Start of DATA LISTING

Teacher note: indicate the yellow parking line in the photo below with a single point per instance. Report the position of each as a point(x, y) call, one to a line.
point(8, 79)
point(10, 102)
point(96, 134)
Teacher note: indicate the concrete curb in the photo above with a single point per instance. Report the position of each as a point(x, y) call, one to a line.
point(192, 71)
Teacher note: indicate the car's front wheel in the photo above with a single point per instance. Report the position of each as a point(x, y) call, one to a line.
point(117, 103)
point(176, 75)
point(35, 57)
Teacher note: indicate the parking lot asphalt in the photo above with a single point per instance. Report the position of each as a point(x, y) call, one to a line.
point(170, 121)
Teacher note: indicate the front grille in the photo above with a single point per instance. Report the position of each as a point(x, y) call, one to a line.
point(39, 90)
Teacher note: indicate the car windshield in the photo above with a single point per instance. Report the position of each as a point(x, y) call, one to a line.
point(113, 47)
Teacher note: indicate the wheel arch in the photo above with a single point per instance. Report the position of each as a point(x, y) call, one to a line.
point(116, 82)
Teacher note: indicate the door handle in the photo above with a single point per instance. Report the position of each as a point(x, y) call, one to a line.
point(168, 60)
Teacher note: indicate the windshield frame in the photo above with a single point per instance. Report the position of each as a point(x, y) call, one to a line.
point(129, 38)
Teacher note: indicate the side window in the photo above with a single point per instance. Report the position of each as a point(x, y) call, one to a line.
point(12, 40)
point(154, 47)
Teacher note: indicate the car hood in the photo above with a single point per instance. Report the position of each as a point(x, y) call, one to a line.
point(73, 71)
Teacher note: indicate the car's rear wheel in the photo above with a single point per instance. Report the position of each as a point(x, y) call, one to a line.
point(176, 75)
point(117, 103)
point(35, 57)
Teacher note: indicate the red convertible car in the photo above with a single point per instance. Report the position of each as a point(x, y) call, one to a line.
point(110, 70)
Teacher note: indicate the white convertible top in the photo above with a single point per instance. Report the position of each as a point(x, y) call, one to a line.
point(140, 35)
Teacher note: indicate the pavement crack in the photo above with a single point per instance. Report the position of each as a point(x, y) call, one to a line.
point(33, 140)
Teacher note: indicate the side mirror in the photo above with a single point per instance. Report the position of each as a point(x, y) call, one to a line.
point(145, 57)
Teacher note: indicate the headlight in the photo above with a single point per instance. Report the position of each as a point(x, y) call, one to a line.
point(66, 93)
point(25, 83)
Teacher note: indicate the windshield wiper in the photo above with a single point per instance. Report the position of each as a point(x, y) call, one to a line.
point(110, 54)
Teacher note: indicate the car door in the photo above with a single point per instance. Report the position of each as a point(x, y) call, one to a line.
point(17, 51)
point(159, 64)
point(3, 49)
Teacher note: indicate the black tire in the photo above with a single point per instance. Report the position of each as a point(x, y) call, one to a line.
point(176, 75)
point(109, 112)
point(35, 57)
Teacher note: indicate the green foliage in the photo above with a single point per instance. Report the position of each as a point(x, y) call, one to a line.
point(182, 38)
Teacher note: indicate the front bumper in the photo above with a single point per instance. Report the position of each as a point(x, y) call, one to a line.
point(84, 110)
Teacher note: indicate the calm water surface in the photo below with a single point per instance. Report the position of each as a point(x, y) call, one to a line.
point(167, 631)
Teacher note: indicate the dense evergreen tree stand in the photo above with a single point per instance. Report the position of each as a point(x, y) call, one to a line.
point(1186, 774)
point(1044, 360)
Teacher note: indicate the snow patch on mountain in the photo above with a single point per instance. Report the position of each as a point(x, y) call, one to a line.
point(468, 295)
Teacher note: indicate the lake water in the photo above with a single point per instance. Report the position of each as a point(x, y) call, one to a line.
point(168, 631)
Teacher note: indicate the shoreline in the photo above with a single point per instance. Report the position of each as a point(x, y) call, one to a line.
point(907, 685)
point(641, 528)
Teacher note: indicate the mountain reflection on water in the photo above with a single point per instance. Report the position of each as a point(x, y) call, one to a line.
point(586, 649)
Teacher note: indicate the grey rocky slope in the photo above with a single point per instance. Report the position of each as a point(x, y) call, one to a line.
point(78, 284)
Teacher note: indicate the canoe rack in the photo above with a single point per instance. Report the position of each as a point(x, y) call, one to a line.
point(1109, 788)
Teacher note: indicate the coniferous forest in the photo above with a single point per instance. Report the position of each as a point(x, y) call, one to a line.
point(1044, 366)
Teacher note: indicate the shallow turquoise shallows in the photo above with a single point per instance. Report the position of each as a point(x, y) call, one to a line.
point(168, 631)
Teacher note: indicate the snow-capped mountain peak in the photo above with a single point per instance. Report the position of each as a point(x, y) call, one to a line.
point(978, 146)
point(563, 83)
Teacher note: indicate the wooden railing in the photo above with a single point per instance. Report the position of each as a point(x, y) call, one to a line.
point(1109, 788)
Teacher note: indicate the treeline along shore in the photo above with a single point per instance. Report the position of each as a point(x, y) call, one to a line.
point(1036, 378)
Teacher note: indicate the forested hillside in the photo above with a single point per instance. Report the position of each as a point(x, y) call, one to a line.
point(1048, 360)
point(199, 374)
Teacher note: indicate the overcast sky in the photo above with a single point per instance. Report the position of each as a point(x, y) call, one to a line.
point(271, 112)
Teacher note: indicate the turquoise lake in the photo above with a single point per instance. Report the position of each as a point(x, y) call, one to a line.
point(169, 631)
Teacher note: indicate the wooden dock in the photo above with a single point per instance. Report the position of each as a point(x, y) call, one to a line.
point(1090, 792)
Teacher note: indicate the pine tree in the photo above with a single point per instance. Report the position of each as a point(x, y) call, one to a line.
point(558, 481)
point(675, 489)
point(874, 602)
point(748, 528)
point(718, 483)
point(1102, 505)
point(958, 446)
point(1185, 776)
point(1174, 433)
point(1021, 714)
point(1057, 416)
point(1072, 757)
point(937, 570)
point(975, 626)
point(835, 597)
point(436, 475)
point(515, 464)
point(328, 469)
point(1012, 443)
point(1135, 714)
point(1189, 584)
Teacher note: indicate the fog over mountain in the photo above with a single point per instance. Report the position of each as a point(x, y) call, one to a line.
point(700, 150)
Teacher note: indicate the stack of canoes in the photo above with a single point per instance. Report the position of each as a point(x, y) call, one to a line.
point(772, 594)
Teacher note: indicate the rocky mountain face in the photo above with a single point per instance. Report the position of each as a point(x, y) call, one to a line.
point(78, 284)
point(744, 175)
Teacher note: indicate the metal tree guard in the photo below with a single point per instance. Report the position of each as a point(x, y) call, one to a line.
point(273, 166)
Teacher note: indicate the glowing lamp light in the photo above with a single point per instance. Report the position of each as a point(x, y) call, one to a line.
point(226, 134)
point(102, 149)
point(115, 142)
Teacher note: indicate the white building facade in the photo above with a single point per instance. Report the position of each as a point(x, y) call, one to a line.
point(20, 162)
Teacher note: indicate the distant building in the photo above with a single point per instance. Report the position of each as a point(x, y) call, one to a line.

End of DATA LISTING

[EXERCISE GOAL] Shift every point coordinate by 82 and reproduce the stretch of the listing that begins with the line containing "Teacher note: indicate the rocky" and ends with the line containing "point(20, 162)", giving every line again, the requests included. Both end lines belong to the stretch, and 82 is added to each x and y value.

[FULL SOLUTION]
Teacher note: indicate the rocky mountain face in the photo above with a single point per instance. Report the position of each as a point(x, y) call, one to a line.
point(160, 366)
point(826, 257)
Teacher note: indicate the metal tree guard in the photo below with a single point per instance. Report the position of each as a point(x, y) call, one to a line.
point(355, 248)
Teacher note: indicate the glowing lamp light in the photo above with a single point per instance. Report the position of each as a point(x, y) call, one to a line.
point(308, 216)
point(184, 231)
point(197, 224)
Teacher note: indicate the white building facade in the photo above with a single point per instance. Report the position of each as a point(x, y) call, one to a line.
point(102, 244)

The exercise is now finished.